_REQUIREMENTS_.
Format the lines of the listing below as a numbered list, from the line containing "Expected: one point per instance of the distant" through the end of the listing, inclusive, leaving out blank lines.

Stored dataset items

+++

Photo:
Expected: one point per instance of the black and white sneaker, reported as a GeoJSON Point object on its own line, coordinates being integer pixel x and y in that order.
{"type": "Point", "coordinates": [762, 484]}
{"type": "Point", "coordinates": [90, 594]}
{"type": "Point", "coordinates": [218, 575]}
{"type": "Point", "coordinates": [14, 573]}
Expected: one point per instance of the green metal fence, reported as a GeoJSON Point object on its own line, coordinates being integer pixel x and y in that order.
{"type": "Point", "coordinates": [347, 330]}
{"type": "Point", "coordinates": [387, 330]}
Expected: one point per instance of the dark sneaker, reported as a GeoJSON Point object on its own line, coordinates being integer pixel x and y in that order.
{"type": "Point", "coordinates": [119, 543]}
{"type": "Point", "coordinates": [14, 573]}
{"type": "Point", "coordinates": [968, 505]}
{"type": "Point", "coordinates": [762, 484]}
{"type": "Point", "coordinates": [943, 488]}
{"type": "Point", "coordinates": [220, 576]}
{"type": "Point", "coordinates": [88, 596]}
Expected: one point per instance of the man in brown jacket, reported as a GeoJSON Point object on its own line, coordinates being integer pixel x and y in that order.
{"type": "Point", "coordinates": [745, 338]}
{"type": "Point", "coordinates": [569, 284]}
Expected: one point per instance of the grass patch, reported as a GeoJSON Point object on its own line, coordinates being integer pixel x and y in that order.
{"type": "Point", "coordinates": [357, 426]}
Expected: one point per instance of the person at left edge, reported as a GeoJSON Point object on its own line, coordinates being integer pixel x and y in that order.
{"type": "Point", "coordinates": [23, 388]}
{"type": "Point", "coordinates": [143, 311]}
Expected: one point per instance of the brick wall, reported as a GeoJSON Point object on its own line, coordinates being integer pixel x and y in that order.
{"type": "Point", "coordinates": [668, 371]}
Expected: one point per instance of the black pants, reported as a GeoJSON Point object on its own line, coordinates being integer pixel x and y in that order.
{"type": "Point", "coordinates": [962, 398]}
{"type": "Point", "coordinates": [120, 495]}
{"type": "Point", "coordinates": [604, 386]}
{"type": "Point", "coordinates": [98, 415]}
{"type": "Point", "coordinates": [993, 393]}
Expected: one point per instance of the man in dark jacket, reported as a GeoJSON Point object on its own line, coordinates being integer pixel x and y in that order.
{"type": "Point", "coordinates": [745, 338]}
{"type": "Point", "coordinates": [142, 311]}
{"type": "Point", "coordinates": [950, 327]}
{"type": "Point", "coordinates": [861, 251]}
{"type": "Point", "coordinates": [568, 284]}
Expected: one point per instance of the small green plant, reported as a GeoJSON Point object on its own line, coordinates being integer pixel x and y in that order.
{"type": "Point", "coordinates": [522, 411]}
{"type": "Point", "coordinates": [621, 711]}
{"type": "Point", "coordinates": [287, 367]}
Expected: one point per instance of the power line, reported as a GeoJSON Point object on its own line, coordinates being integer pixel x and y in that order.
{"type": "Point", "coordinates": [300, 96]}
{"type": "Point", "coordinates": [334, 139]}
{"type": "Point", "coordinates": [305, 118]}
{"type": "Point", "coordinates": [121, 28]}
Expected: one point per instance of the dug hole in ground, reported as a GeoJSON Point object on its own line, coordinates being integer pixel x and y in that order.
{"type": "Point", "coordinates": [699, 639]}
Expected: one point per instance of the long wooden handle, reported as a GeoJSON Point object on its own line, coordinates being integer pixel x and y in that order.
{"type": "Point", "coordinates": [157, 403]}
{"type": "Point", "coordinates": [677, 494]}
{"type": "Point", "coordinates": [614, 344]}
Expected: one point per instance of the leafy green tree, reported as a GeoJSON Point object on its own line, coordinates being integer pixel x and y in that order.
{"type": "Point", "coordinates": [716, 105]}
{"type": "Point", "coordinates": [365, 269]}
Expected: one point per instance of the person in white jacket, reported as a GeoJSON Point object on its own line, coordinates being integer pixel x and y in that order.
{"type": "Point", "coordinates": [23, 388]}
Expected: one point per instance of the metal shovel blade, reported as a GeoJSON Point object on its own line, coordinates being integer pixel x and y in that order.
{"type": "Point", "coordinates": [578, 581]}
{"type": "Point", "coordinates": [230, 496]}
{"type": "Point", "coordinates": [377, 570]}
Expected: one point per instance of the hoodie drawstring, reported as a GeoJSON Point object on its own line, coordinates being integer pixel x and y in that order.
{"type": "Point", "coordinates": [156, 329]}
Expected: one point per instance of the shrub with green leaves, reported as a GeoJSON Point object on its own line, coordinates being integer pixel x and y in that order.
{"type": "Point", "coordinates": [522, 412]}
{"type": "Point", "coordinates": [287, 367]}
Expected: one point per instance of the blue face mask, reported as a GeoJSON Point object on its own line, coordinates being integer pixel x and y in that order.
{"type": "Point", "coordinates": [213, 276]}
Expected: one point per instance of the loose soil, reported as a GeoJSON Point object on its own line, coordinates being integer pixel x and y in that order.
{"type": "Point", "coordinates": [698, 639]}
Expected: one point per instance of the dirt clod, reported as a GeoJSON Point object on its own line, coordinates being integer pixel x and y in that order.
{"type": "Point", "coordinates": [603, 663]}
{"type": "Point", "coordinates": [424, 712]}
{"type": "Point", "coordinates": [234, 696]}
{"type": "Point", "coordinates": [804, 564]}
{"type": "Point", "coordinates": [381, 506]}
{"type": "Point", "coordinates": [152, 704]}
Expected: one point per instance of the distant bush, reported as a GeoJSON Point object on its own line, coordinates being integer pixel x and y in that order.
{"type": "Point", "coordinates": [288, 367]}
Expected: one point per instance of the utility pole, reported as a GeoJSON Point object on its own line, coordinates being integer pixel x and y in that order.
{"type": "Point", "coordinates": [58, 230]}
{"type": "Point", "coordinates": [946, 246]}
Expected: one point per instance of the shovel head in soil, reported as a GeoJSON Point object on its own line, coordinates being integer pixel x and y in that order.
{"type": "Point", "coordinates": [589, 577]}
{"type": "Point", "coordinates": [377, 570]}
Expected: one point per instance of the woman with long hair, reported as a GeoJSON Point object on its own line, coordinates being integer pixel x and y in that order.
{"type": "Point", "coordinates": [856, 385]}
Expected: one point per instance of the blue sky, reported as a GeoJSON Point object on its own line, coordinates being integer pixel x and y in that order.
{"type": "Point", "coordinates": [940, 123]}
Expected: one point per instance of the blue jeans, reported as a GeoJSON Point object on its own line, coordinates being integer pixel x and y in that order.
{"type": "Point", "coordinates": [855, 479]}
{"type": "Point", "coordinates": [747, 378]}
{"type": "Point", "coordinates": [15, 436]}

+++

_EXERCISE OUTPUT_.
1. Expected: one point per instance of the distant bush, reported as a GeoJSON Point object on its own line, coordinates being integer pixel x and y in that order.
2. {"type": "Point", "coordinates": [288, 367]}
3. Expected: one point per instance of the utility pole, reported as a GeoJSON Point object on its own line, coordinates being integer pixel x and y in that order.
4. {"type": "Point", "coordinates": [58, 230]}
5. {"type": "Point", "coordinates": [946, 246]}
6. Expected: one point per instance of the shovel head in soil, reported as a GeoJSON Point object on its own line, coordinates being integer pixel x and y in that order.
7. {"type": "Point", "coordinates": [589, 577]}
8. {"type": "Point", "coordinates": [377, 570]}
9. Expected: one point per instance of the woman with long hair, reported as a GeoJSON Point object on its own line, coordinates being integer pixel x and y in that order.
10. {"type": "Point", "coordinates": [856, 385]}
11. Expected: one point per instance of the blue sky, reported as a GeoJSON Point object on its own line, coordinates being integer pixel x and y in that order.
12. {"type": "Point", "coordinates": [940, 123]}
13. Expected: one point per instance of the blue jeans, reported as a GeoJSON Point object on its own line, coordinates being integer pixel x and y in that order.
14. {"type": "Point", "coordinates": [855, 479]}
15. {"type": "Point", "coordinates": [747, 378]}
16. {"type": "Point", "coordinates": [15, 436]}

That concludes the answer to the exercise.